À FAIRE >>
[1] Dans le passage sur les fournisseurs, en quelles deux catégories les fournitures pourraient-elles être divisées ?
[2] Prolongez le passage sur les fournisseurs et les maisons de jeu après sa dernière ligne.

#### PASSAGE DU TEXTE ####

Et si le fournisseur ainsi dénoncé sort victorieux de l'épreuve à laquelle il a été soumis, contre qui poursuivra-t-il ses dommages-intérêts?

Contre le gouvernement? Non sans doute. Contre le ministre qui aura signé la dénonciation? Seroit-ce bien là, un cas de responsabilité ministérielle.

D'un autre côté, le gouvernement ne pourra pas espérer de toujours connoître la vérité; il est rare qu'un fournisseur reste isolé et ne se ménage pas quelque appui ; il est si difficile que la vérité pénètre à travers les rangs des protecteurs; le crime restant inconnu restera impuni, et le gouvernement qui n'aura pas dénoncé pour n'avoir été instruit, paroîtra aux yeux mal intentionnés avoir capitulé avec le crime, et avoir arrêté la marche de la justice.

pas

Il ne seroit pas très-difficile, en supprimant la dénonciation obligée du gouvernement, d'y suppléer par d'autres formes analogues à la qualité des crimes ou délits des fournisseurs, en partant d'une division dictée par la nature des choses; c'est-à-dire, les fournitures permanentes et celles qui doivent

se faire en suivant les mouvements des armées. De là pourroient suivre les détails des poursuites.

S. 4.

Des maisons de jeu.

#### ENTRÉES EXTRAITES ####

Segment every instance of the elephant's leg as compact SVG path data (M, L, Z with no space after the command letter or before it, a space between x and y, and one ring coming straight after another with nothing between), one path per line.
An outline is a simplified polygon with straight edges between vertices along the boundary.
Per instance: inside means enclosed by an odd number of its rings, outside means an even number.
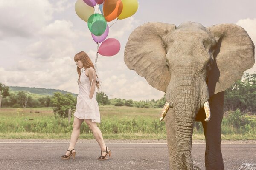
M208 122L202 122L206 144L205 158L206 170L224 170L221 150L224 92L215 94L211 98L209 102L211 109L211 119Z
M173 108L169 108L165 120L167 133L170 170L180 170L180 164L177 156L176 146L175 118Z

####

RÉSULTATS >>
[1] Les fournitures permanentes et celles qui doivent se faire en suivant les mouvements des armées.

[2]
Ce sujet paroît tenir particulièrement à la police; cependant nous avons cru pouvoir en parler, en nous occupant des actes contraires à la paix publique.

Une recherche assez curieuse, et assez philosophique en même tems, seroit celle de la révolution de quelques usages des nations civilisées.

L'on verroit, par exemple, la loterie imaginée d'abord comme un moyen délicat de faire des présents, établie ensuite pour servir à la fondation de monuments pieux, devenir de nos jours une branche lucrative, mais nous ne dirons pas morale, du revenu public dans plusieurs gouvernemens de l'Europe.

Nous n'avons pas à traiter des jeux en général; nous dirons que beaucoup de gouvernemens se sont réservé le monopole des jeux de hasard, pour en affermer le privilége.

Le Code pénal punit ceux qui ont tenu des maisons de jeu de hasard, ou des loteries non autorisées, d'un emprisonnement de deux mois à six mois, d'une amende de 100 francs à 6000 francs, et de la confiscation des fonds ou effets qui seront trouvés exposés au jeu ou mis à la loterie, etc. Art. 410.

On a cent fois décrit les épouvantables suites du jeu, je n'en retracerai point le tableau. On peut le représenter en deux mots; l'espérance fait entrer le joueur, le sort le dépouille, le désespoir le reconduit et lui donne un poignard, dont son moindre crime est de se servir contre soimême.

Quand on réfléchit aux horreurs qu'enfantent les jeux de hasard, l'on doit conclure que la loi n'est pas assez sévère contre ceux qui ouvrent ces repaires clandestins où l'honneur et la fortune des familles vont chaque jour s'engloutir; l'infamie devroit les atteindre, indépendamment des confiscations que la loi a déjà prononcées.

La loi prodigue la réclusion contre tant d'actions,

que la misère produit ou que l'emportement excuse, qu'on est étonné de ne pas voir cette peine appliquée à un délit, qui peut devenir la cause occasionnelle de presque tous les crimes.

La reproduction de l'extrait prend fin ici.